_WHAT THE TASK ASKS_. Extract, verbatim, all lines starting at the one containing "of the yellow" and ending with the final line of the listing, and no others.

* begin SUPPLIED DATA *

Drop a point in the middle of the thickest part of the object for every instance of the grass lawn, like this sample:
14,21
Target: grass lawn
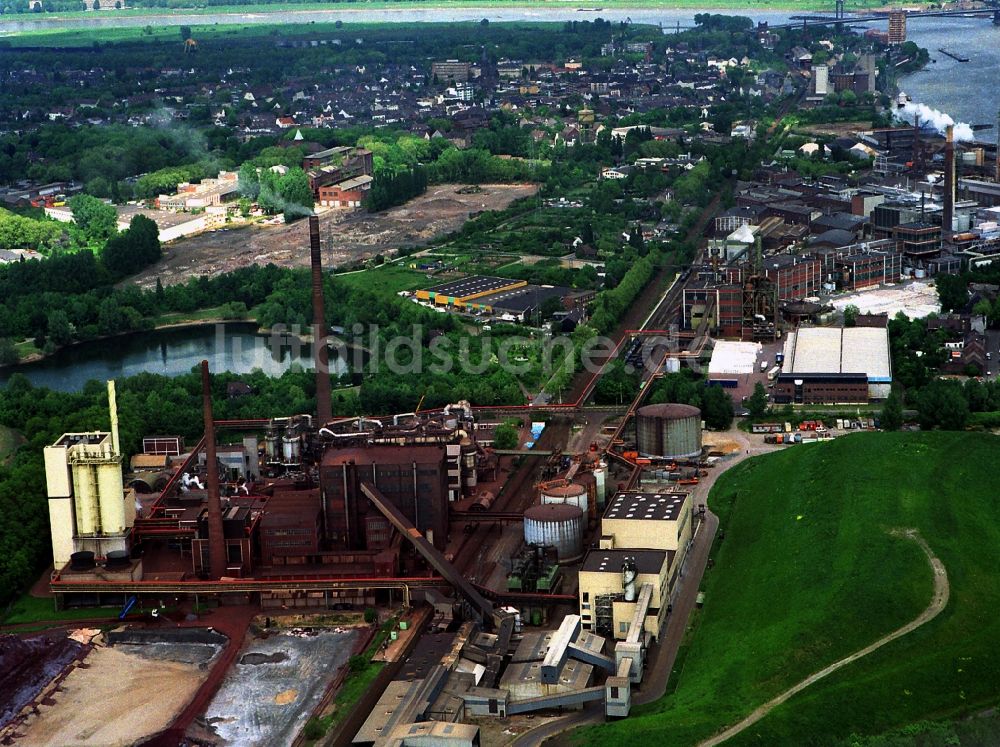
388,279
10,440
29,609
808,573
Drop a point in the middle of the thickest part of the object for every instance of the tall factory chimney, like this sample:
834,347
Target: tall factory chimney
216,538
321,356
947,217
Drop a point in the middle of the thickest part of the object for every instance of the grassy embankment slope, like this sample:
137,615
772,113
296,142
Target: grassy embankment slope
808,573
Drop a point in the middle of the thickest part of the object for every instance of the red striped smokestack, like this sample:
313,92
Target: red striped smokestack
321,356
947,217
216,538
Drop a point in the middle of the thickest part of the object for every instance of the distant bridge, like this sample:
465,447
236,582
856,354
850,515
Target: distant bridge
840,18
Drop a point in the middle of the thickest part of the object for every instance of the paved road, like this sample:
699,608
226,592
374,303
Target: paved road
939,601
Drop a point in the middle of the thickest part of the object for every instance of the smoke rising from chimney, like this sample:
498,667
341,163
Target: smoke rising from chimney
938,120
216,537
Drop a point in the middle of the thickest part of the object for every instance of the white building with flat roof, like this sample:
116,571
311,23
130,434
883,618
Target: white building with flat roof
841,350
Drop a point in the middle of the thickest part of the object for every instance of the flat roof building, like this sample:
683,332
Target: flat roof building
603,604
460,293
835,365
660,521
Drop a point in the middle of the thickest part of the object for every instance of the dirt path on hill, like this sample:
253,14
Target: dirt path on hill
939,601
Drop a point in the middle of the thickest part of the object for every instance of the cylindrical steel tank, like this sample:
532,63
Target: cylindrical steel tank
85,499
117,559
573,494
111,498
290,449
558,525
601,476
272,445
669,430
81,561
469,477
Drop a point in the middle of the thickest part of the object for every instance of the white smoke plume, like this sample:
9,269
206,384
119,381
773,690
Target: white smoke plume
936,119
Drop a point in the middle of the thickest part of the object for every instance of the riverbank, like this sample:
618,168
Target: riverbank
582,6
17,30
165,322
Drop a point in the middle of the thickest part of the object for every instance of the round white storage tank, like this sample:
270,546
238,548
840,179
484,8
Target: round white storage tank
557,524
669,430
573,494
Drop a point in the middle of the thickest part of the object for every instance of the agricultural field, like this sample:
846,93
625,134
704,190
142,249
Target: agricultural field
811,569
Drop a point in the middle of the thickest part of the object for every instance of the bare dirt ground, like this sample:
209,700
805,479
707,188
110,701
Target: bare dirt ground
117,699
347,236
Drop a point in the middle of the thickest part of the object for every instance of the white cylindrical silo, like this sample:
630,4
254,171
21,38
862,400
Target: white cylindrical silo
111,497
556,524
85,499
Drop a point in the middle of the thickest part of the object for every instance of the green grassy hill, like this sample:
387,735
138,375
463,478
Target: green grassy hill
808,573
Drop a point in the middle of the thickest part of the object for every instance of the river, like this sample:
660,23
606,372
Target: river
666,17
966,91
227,347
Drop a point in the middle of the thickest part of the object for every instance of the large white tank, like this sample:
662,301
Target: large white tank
558,525
85,499
573,494
111,498
669,430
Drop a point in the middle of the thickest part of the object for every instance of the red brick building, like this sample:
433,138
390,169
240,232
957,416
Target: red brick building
413,478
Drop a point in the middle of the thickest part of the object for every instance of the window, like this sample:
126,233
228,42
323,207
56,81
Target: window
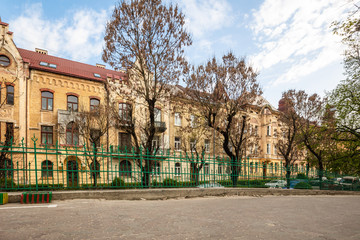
95,169
125,112
4,61
9,131
156,142
72,103
10,94
156,169
125,142
72,134
95,137
220,168
47,99
177,143
125,168
268,133
192,145
177,119
206,168
46,134
193,121
94,103
157,114
46,169
207,145
177,169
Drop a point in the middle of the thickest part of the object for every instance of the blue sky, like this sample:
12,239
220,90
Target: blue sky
289,42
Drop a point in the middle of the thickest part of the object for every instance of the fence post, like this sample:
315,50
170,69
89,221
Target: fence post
248,172
36,180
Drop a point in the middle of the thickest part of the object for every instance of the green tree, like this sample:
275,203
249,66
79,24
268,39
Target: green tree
147,38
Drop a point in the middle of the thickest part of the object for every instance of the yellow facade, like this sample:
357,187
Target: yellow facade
29,118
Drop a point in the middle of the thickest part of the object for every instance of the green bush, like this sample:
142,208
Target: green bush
168,182
7,183
118,182
301,176
303,185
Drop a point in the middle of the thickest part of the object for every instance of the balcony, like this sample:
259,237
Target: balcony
160,127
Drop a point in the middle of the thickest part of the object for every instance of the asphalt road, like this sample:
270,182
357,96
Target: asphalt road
287,217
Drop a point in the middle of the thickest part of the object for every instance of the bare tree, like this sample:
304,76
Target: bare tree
195,141
223,92
289,143
146,37
92,126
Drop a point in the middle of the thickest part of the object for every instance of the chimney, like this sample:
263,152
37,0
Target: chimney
42,51
100,65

* end SUPPLIED DATA *

_THE COMPLETED TASK_.
Drop a point in the middle of the thickest part of the object for every instance of the yellow facade, like this sample:
357,187
Target: yellow facade
29,118
Drop a point in the middle of the thickest part of the object for every instance of the green bush, like this sample:
142,208
Target: green bush
168,182
7,183
118,182
301,176
303,185
Drop a point in the middle of the thickest part of the object for every instance of the balcony, like this sample:
259,237
Target: balcony
160,127
Drop a point in the middle of the thickest part of the object for every instance of the asphalt road, like this sample:
270,182
357,96
Target: asphalt road
287,217
Drop a point in the middle of the thickest part of the object for every instance of the bare tree, like this sample:
304,76
Target: bare tree
195,141
223,92
289,143
146,37
92,126
Drop a point in the middle of the thickest part of the object for every instance of the chimney, like this sample:
263,152
37,0
Target: chimney
42,51
100,65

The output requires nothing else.